Exercise instructions: Write out, unchanged, the lines from the one holding "The client would like the purple" to the close of the listing. Both the first and last lines belong in it.

Source data:
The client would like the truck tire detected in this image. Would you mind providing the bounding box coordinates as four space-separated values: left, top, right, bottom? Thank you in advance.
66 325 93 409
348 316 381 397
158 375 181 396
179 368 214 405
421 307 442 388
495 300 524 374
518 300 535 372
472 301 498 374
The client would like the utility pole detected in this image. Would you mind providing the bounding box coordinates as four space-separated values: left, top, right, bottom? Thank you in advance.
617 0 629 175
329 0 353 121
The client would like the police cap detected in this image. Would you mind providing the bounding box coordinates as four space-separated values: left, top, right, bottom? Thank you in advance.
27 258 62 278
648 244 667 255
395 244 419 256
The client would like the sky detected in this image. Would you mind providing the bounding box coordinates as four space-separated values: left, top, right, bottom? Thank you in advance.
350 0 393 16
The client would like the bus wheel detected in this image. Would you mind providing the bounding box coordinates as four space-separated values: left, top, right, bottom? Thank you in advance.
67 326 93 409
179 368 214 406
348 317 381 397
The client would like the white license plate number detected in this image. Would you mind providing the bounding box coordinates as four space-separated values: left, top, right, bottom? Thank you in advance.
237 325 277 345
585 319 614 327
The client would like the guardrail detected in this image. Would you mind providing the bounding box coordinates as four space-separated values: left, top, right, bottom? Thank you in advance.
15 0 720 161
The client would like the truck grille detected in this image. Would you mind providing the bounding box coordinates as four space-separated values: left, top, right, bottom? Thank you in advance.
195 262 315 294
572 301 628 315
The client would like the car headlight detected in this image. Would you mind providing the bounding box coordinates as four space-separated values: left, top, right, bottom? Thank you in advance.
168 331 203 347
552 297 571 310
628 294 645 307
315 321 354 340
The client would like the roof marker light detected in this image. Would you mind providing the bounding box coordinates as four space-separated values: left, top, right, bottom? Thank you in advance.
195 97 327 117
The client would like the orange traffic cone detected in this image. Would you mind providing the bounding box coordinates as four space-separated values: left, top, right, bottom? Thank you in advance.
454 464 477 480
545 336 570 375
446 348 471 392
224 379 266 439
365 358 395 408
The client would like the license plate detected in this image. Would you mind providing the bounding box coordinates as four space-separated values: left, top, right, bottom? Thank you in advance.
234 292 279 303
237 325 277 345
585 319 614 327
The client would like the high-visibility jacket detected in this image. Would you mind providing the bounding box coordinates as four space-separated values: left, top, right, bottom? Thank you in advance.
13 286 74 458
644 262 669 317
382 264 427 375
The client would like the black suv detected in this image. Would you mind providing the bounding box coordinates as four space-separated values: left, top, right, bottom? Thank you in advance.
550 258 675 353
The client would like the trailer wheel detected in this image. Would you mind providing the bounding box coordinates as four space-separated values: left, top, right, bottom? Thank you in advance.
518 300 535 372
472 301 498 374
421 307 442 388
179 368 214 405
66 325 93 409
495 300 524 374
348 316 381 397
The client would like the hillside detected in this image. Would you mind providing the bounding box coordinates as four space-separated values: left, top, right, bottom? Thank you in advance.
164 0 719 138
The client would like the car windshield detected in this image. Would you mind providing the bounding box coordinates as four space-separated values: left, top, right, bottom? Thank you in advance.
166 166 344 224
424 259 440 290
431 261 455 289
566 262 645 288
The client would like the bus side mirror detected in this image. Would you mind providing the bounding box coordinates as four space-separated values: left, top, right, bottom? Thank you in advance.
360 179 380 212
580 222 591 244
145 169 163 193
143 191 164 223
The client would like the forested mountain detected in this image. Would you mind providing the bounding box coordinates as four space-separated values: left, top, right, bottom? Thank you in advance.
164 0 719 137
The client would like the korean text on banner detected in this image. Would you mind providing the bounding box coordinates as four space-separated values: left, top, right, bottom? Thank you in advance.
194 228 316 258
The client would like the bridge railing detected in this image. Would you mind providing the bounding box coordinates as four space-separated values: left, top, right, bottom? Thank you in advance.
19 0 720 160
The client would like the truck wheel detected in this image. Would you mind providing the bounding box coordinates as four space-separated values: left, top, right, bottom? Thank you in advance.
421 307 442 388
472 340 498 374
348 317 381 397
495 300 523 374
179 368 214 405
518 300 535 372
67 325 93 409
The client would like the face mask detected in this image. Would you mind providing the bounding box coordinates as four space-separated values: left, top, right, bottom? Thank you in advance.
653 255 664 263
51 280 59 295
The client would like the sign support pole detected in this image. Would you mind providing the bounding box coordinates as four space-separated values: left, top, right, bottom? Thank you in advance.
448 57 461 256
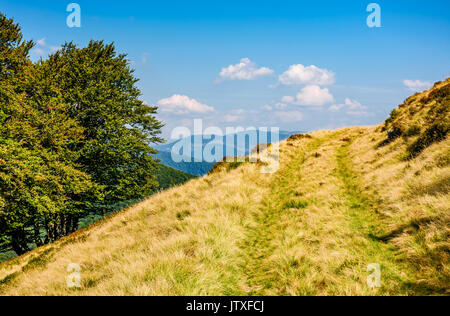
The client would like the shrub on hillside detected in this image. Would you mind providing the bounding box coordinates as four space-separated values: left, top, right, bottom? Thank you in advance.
404 125 421 137
407 122 449 158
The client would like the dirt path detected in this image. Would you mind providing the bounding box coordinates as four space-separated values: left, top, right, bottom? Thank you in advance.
239 130 417 295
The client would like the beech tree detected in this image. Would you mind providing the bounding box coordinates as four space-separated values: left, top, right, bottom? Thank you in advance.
38 40 164 206
0 13 163 255
0 13 100 254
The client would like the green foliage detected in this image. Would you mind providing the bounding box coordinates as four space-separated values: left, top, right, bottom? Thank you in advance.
37 40 164 204
407 122 449 158
155 164 196 191
208 156 267 175
382 108 400 131
176 210 191 221
380 80 449 156
0 13 163 256
404 125 421 137
227 161 244 171
282 200 308 210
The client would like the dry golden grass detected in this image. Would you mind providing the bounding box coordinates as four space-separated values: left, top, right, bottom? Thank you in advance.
0 160 272 295
0 81 448 296
351 127 449 293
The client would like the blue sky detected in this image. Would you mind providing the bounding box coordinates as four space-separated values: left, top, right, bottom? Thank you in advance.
2 0 449 139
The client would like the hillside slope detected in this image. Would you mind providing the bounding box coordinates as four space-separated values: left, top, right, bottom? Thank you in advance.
0 80 448 296
0 163 196 264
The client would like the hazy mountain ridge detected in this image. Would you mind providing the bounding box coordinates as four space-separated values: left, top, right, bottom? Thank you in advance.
155 130 301 176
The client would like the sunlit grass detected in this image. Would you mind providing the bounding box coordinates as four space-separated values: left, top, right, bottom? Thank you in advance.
0 117 448 295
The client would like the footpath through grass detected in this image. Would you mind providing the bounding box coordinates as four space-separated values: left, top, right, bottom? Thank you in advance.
240 135 328 295
335 136 419 295
239 130 420 295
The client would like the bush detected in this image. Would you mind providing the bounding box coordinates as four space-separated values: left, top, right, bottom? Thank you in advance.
288 133 312 141
404 125 421 137
407 123 449 158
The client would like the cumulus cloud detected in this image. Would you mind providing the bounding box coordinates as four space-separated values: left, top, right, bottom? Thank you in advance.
275 111 304 123
329 98 370 116
36 38 46 46
274 102 287 109
30 38 60 58
279 64 335 86
231 109 246 115
262 103 287 111
281 96 295 103
283 85 334 107
50 46 60 53
30 48 46 58
221 109 247 122
218 58 274 81
330 98 365 111
403 79 432 92
30 38 47 58
157 94 214 114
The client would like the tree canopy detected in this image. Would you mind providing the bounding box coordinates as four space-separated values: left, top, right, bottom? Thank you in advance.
0 13 163 255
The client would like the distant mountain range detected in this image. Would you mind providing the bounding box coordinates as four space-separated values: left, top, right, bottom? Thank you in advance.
154 130 301 176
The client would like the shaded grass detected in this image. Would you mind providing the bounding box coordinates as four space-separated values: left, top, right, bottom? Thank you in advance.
336 136 440 295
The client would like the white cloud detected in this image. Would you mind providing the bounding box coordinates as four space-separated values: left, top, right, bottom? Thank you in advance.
157 94 214 114
218 58 274 81
344 98 365 110
279 64 336 86
31 38 60 58
275 111 304 123
261 103 287 111
283 85 334 106
281 96 295 103
30 47 46 58
330 98 366 111
329 98 370 116
231 109 246 115
274 102 287 109
50 46 60 53
329 104 343 111
222 109 247 122
403 79 432 92
36 38 46 47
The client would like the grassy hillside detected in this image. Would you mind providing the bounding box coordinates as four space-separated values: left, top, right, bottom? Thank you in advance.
0 164 196 264
0 80 448 296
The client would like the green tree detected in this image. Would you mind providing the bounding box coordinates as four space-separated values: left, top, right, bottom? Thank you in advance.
0 14 163 256
0 13 100 254
38 41 164 207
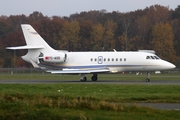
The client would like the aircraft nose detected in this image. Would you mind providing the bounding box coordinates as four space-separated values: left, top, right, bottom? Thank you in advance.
166 62 176 69
171 63 176 69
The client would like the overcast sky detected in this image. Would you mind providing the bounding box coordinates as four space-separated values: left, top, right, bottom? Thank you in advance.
0 0 179 17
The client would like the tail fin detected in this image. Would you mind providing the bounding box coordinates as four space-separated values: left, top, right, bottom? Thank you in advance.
6 24 56 63
21 24 53 49
7 24 53 50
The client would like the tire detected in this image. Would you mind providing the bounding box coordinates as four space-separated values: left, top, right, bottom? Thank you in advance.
91 76 97 81
81 77 87 82
146 78 150 82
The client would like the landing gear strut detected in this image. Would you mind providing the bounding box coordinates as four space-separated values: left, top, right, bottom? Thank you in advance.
80 74 87 82
91 73 98 81
146 72 150 82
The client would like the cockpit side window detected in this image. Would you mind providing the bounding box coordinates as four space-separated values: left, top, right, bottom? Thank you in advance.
146 55 160 60
154 56 160 59
150 56 155 59
146 56 150 59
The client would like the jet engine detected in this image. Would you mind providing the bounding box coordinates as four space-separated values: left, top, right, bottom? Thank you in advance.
39 52 67 63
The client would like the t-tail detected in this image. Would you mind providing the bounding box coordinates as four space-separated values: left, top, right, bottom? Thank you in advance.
6 24 57 65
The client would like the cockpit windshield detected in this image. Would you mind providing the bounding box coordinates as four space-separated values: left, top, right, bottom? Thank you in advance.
146 56 160 60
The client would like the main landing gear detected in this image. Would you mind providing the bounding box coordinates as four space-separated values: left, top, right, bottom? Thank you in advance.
146 72 150 82
80 73 98 82
91 74 98 81
80 73 151 82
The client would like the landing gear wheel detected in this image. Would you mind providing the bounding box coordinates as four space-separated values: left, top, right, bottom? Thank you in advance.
91 74 98 81
81 76 87 82
91 76 97 81
146 78 150 82
80 74 87 82
146 72 150 82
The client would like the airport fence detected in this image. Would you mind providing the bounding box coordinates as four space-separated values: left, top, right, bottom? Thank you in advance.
0 68 43 74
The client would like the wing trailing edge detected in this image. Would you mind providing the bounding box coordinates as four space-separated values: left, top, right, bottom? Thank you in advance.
47 68 110 74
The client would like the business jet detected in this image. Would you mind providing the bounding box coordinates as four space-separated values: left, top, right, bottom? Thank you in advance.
6 24 176 82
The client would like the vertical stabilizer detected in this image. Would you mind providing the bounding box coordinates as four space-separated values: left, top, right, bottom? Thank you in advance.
7 24 56 63
20 24 56 62
21 24 52 49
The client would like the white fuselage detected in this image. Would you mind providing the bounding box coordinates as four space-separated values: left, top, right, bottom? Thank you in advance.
23 50 175 73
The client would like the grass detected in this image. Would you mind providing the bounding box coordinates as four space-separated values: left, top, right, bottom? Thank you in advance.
0 84 180 103
0 73 180 119
0 84 180 119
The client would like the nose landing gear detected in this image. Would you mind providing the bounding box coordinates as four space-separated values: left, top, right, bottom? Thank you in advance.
146 72 150 82
80 74 87 81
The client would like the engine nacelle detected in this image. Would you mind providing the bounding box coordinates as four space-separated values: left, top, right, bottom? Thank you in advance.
41 52 67 63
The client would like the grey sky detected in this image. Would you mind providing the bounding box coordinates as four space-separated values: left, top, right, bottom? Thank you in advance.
0 0 179 17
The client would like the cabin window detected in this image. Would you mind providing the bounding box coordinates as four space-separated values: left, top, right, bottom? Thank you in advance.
112 58 114 61
94 58 97 61
108 58 110 61
90 58 93 61
116 58 118 61
120 58 122 61
124 58 126 61
104 58 106 61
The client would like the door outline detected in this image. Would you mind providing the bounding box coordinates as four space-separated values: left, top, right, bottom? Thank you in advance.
98 56 103 64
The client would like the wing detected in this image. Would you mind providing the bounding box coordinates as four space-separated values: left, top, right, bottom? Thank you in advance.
47 68 110 74
29 58 110 74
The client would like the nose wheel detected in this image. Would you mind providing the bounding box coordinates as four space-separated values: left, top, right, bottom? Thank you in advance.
146 72 150 82
80 74 87 81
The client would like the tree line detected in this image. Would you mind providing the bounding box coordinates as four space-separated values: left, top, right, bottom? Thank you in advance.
0 4 180 68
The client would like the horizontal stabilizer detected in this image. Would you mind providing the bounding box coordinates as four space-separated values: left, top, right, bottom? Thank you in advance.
6 45 44 50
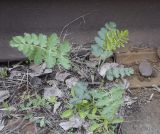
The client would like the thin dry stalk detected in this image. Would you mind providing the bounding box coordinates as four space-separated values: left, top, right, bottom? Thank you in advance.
60 12 91 40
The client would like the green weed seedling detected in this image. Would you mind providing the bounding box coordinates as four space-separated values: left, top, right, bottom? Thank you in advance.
24 113 49 128
19 95 56 127
36 117 50 128
106 67 134 81
89 86 124 133
91 22 134 81
61 82 125 134
19 95 56 111
10 33 71 69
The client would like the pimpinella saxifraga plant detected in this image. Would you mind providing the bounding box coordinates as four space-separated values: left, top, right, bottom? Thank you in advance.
91 22 133 81
10 33 71 69
106 67 134 81
61 82 125 133
91 22 128 59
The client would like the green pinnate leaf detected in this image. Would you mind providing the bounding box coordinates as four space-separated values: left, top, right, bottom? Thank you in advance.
39 118 46 127
24 33 33 44
112 67 120 78
10 33 71 69
47 33 59 48
13 36 25 44
91 44 113 59
59 41 71 53
45 50 56 68
91 45 103 57
79 110 87 119
91 21 129 57
61 109 73 118
95 37 104 47
100 27 108 35
89 123 100 132
72 82 88 98
105 22 116 30
31 33 39 45
98 30 105 40
92 107 97 115
111 117 124 124
57 56 71 69
39 34 47 46
33 47 43 64
106 67 134 81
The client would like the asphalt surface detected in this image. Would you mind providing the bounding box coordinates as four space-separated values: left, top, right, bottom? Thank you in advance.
0 0 160 61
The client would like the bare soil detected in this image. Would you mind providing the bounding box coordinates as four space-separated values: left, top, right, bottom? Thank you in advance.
122 88 160 134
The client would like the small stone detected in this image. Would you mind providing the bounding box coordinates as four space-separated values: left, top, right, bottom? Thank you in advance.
157 47 160 59
139 61 153 77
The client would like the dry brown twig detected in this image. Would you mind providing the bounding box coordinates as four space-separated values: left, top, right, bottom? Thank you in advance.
60 12 92 41
149 93 154 101
17 73 26 89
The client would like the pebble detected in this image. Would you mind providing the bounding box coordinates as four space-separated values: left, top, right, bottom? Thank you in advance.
139 60 153 77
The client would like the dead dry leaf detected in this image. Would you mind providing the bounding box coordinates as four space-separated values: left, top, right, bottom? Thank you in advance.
0 90 10 103
53 102 61 113
59 116 83 131
0 106 16 111
29 63 52 77
87 132 93 134
124 95 137 106
98 63 118 77
85 61 98 68
44 85 64 99
0 113 4 131
0 120 4 131
65 77 78 88
55 72 71 82
122 79 130 89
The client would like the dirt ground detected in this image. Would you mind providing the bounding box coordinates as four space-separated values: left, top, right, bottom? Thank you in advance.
122 88 160 134
0 0 160 134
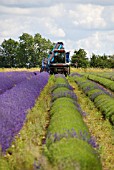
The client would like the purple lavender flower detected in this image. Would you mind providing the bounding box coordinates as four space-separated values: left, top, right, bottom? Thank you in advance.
52 90 77 102
47 129 98 149
0 72 49 152
90 91 104 101
0 71 40 95
70 73 82 77
88 136 99 148
51 83 73 92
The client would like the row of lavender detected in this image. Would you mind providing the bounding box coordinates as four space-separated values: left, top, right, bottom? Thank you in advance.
81 72 114 92
84 71 114 81
71 73 114 125
0 72 49 152
44 74 102 170
0 71 39 95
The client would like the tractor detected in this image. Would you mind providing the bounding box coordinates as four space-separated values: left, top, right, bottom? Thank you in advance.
40 42 70 76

Answer for the task:
The client would like the purple lavender flower detected in this image. Would you mind providing the bounding box coordinates as four space-separated values: left, top, right, bottom? Thank you in advance.
52 90 77 102
47 129 98 149
0 72 49 152
90 91 104 101
0 71 40 95
70 73 82 77
88 136 99 148
51 83 73 92
The client would like the row of lavender detected in this image. Would you mind providing the bounding box coordinates as four space-separated values: left, top, right, bottom? Thank you in advance.
81 72 114 92
84 71 114 81
71 73 114 125
0 72 49 152
44 74 102 170
0 71 39 95
The client would like the tractor detected in this image. Would you mind providing the bounding box coordinates as four space-separated values: left, top, right, bottom? Thank you in advance.
40 42 70 76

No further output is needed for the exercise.